## Page
## Begin
Norman Gordon was born in Boksburg, Transvaal, in 1911. He became besotted with cricket from the age of ten, making his debut for Transvaal in the 1933-34 season. He was the leading wicket-taker in the Currie Cup — South Africa’s domestic competition — in 1937-38 and was a natural selection to face England the following season. He got off to a wonderful start in the first Test at the Old Wanderers ground in Johannesburg by claiming the great Walter Hammond, the England captain, as his first victim and finishing the England innings with five wickets.

He took seven wickets in total in the first Test, five in the second and a further five in the fourth. With England leading the series 1-0, a decision was made that the final match would be “timeless” in order to secure a definite result. But the plan backfired spectacularly as, on a pitch offering no help to the bowlers and the batsmen on both sides batting with painstaking care, the match dragged on and on, including a day lost to rain and two rest days. Ken Viljoen, one of the South Africa players, joked that it was the only time he needed two haircuts during a match.
## End
## Exercise set
1 - Please print the passage about Norman Gordon, starting with "He took seven" and going on through "during a match.".
2 - Answer these from the passage about Norman Gordon:
(a) In which season did he first play for Transvaal?
(b) Who was his first Test victim?
(c) Which South Africa player joked about needing two haircuts during a match?

## Location annotation dataset excerpts
## Begin
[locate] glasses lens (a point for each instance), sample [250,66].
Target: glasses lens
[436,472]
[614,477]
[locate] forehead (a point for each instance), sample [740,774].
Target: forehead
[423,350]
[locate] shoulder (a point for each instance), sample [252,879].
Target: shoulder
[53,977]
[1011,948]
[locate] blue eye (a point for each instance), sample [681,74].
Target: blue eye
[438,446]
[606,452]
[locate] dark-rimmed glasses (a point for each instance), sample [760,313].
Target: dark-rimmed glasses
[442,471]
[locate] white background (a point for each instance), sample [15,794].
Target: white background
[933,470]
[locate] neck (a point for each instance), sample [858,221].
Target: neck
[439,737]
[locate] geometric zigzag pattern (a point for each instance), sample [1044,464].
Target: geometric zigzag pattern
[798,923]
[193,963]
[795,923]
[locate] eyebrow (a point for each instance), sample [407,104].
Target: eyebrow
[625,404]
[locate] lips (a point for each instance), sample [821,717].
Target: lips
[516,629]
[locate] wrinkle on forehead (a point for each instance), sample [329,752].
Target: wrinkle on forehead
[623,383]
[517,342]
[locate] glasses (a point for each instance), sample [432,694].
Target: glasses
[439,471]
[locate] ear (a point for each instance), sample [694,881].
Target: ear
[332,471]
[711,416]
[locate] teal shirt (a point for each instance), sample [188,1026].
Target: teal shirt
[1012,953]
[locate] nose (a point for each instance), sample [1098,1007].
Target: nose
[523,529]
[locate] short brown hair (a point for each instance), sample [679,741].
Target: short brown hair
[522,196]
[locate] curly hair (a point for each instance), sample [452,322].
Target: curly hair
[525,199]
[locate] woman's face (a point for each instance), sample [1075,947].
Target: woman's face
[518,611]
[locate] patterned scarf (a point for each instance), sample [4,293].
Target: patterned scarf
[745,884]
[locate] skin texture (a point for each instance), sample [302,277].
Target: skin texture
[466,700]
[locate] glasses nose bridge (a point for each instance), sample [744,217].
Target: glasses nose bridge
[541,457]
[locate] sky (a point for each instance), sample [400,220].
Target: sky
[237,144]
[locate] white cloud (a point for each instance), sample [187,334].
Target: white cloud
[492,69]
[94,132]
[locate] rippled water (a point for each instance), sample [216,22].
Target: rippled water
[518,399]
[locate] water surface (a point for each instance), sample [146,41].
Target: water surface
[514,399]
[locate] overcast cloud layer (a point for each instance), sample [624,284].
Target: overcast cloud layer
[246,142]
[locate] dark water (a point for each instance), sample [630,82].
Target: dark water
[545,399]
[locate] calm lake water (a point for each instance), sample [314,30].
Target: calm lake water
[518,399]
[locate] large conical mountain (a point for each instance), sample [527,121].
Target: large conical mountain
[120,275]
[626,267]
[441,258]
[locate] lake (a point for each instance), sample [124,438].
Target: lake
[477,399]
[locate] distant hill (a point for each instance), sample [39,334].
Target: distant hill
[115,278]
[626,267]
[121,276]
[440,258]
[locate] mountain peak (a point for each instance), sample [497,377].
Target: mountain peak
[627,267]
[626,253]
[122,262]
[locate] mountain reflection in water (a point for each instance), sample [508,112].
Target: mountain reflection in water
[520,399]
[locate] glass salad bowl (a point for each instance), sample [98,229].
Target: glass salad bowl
## End
## Task-by-task solutions
1 -
He took seven wickets in total in the first Test, five in the second and a further five in the fourth. With England leading the series 1-0, a decision was made that the final match would be “timeless” in order to secure a definite result. But the plan backfired spectacularly as, on a pitch offering no help to the bowlers and the batsmen on both sides batting with painstaking care, the match dragged on and on, including a day lost to rain and two rest days. Ken Viljoen, one of the South Africa players, joked that it was the only time he needed two haircuts during a match.

2 -
(a) 1933-34
(b) Walter Hammond, the England captain
(c) Ken Viljoen